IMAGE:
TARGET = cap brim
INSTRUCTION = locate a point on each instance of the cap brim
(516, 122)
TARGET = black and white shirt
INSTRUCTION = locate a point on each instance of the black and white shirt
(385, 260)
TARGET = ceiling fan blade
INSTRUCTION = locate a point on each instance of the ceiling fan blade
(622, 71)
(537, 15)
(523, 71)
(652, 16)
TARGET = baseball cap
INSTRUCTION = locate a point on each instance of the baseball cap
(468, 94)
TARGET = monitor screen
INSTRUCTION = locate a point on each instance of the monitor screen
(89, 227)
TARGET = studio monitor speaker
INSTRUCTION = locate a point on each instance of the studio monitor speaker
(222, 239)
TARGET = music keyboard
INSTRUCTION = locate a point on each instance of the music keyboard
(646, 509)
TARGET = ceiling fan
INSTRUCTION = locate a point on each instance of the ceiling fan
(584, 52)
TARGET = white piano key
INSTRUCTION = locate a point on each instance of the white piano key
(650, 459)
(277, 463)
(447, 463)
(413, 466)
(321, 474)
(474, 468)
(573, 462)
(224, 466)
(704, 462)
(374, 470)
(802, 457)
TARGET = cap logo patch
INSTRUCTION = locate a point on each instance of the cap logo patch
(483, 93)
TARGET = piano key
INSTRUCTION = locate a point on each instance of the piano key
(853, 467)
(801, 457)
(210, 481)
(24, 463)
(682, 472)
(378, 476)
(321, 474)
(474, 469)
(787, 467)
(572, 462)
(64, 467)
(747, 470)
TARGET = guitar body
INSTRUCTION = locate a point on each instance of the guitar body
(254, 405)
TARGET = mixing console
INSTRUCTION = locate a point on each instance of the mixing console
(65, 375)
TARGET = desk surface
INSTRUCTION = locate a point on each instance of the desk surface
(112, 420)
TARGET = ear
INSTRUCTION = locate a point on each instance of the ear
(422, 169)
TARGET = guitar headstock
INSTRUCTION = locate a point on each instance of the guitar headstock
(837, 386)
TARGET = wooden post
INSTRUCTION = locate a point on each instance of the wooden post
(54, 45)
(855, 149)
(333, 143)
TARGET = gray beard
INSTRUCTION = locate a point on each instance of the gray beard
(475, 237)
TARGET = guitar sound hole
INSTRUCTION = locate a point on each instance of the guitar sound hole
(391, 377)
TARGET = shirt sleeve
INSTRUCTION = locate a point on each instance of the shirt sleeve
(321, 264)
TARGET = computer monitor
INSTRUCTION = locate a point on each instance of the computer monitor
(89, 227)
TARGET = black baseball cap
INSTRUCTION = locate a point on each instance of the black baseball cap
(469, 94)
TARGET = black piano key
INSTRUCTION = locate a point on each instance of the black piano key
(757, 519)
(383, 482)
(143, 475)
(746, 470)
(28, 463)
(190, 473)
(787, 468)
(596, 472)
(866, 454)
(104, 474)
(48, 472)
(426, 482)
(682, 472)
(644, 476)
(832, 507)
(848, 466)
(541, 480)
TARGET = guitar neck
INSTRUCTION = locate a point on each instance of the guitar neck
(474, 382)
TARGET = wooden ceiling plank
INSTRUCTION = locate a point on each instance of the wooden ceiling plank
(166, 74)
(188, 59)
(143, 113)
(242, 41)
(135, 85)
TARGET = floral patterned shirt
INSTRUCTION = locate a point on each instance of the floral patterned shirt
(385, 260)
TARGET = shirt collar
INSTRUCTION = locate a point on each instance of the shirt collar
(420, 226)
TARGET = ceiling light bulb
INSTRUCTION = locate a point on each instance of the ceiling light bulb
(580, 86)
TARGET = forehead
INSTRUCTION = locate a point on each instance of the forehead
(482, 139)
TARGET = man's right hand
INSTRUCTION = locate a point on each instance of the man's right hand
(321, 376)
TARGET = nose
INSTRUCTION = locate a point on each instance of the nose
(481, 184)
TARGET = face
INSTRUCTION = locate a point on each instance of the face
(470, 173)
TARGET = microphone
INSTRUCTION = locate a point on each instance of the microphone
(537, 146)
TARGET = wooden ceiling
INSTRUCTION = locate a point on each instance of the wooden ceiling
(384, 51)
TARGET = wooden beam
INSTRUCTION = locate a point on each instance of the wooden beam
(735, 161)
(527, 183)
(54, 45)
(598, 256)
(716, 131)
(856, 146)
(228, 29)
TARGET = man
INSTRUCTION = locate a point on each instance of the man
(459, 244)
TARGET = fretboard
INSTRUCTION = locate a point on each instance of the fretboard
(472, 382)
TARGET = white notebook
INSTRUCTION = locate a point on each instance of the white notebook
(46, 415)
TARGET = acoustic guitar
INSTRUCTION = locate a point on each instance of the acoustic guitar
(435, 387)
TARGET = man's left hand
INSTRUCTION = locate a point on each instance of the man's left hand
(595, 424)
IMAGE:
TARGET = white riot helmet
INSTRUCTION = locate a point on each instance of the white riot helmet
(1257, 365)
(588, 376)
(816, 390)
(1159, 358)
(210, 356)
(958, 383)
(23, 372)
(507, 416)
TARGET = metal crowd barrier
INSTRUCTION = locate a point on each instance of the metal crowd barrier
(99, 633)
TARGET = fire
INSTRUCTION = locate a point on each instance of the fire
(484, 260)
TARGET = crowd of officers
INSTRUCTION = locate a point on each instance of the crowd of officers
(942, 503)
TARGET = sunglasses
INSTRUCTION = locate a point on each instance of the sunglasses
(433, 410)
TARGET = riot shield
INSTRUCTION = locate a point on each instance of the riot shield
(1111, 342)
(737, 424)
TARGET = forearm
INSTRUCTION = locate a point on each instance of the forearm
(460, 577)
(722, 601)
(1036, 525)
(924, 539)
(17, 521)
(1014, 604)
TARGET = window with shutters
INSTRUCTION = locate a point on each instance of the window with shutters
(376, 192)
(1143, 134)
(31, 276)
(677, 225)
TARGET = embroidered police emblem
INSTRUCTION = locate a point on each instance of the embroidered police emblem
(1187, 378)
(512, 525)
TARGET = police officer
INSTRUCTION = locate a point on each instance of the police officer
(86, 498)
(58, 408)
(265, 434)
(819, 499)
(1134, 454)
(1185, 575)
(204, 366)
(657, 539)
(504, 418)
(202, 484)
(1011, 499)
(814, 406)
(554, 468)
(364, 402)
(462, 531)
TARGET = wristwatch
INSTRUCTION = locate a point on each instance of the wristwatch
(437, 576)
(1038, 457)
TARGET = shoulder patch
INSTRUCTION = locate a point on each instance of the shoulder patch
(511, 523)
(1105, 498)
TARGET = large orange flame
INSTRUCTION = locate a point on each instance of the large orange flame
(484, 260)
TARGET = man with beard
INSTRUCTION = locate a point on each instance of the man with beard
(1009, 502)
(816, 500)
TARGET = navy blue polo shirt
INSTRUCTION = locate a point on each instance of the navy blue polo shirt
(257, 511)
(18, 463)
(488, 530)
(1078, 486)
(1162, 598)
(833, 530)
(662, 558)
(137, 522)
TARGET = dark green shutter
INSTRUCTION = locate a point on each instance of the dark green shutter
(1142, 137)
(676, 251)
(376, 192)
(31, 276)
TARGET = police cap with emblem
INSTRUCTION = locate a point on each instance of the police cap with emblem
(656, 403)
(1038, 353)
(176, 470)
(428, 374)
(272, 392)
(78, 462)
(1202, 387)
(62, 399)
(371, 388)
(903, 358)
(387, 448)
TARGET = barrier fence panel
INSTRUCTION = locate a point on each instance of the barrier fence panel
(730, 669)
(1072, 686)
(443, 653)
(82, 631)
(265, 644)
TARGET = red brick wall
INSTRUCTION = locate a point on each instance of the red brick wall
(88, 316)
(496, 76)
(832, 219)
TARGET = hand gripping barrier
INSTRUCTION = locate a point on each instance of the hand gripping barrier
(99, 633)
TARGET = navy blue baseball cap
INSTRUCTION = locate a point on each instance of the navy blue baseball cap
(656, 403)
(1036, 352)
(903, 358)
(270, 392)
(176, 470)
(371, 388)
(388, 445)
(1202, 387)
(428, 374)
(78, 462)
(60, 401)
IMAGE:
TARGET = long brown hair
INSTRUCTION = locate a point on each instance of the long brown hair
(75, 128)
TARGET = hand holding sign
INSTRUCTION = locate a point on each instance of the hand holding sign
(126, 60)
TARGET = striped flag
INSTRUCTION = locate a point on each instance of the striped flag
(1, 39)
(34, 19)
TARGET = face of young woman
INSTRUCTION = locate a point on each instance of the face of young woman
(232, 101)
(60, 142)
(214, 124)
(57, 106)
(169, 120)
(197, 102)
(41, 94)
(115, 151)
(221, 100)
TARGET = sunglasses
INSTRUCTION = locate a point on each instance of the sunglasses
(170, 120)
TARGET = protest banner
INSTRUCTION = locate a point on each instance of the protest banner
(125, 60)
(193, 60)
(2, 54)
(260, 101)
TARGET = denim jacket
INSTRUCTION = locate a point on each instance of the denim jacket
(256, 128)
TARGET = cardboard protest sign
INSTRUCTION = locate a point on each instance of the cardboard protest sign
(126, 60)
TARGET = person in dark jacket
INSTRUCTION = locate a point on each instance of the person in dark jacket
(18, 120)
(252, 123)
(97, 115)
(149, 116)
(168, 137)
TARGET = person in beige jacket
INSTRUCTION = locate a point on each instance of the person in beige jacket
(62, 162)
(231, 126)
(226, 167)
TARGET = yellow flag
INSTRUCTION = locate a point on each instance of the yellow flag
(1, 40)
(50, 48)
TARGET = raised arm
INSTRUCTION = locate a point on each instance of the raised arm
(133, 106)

---*---

TASK DIRECTIONS -
Write down, word for word, the lines above from the one containing "the police officer" through the one containing "TARGET = hand holding sign", both ends included.

EXERCISE RESPONSE -
INSTRUCTION = locate a point on each instance of the police officer
(86, 498)
(58, 408)
(265, 434)
(819, 499)
(1134, 454)
(1185, 575)
(204, 366)
(657, 539)
(504, 418)
(202, 484)
(1011, 499)
(814, 406)
(554, 468)
(364, 402)
(462, 531)
TARGET = wristwatch
INSTRUCTION = locate a point on each instance of the wristwatch
(437, 576)
(1038, 457)
TARGET = shoulder patch
INSTRUCTION = locate a point on each instance of the shoulder patch
(511, 523)
(1105, 498)
TARGET = large orange flame
INSTRUCTION = locate a point on each instance of the large orange flame
(484, 260)
TARGET = man with beard
INSTRUCTION = locate a point on each instance of the man with beard
(1009, 502)
(816, 500)
TARGET = navy blue polo shirt
INSTRUCTION = locate a point on each instance of the navy blue polo shirt
(257, 511)
(18, 463)
(488, 530)
(1078, 486)
(1162, 598)
(833, 530)
(662, 558)
(137, 522)
TARGET = dark green shutter
INSTRUCTION = locate a point on each instance of the dark green shutter
(1142, 137)
(676, 251)
(376, 192)
(31, 276)
TARGET = police cap with emblem
INSTRUCTION = locate a point on each instance of the police cap with emblem
(656, 403)
(1038, 353)
(176, 470)
(428, 374)
(272, 392)
(78, 462)
(1202, 387)
(62, 399)
(371, 388)
(903, 358)
(387, 448)
TARGET = barrier fence panel
INSTRUCTION = locate a point on each instance of the barrier fence panel
(730, 669)
(1072, 686)
(443, 653)
(82, 631)
(265, 644)
TARGET = red brick wall
INSTRUCTION = locate a point on each instance of the red brick wall
(88, 316)
(496, 76)
(832, 219)
TARGET = hand gripping barrier
INSTRUCTION = locate a point on each instance of the hand gripping barrier
(99, 633)
TARGET = navy blue baseball cap
INSTRUCTION = locate a point on each instance of the navy blue baseball cap
(656, 403)
(1036, 352)
(903, 358)
(270, 392)
(176, 470)
(371, 388)
(388, 445)
(1202, 387)
(428, 374)
(78, 462)
(60, 401)
IMAGE:
TARGET = long brown hair
INSTRUCTION = locate a point on each instance of the long brown hair
(75, 128)
TARGET = hand holding sign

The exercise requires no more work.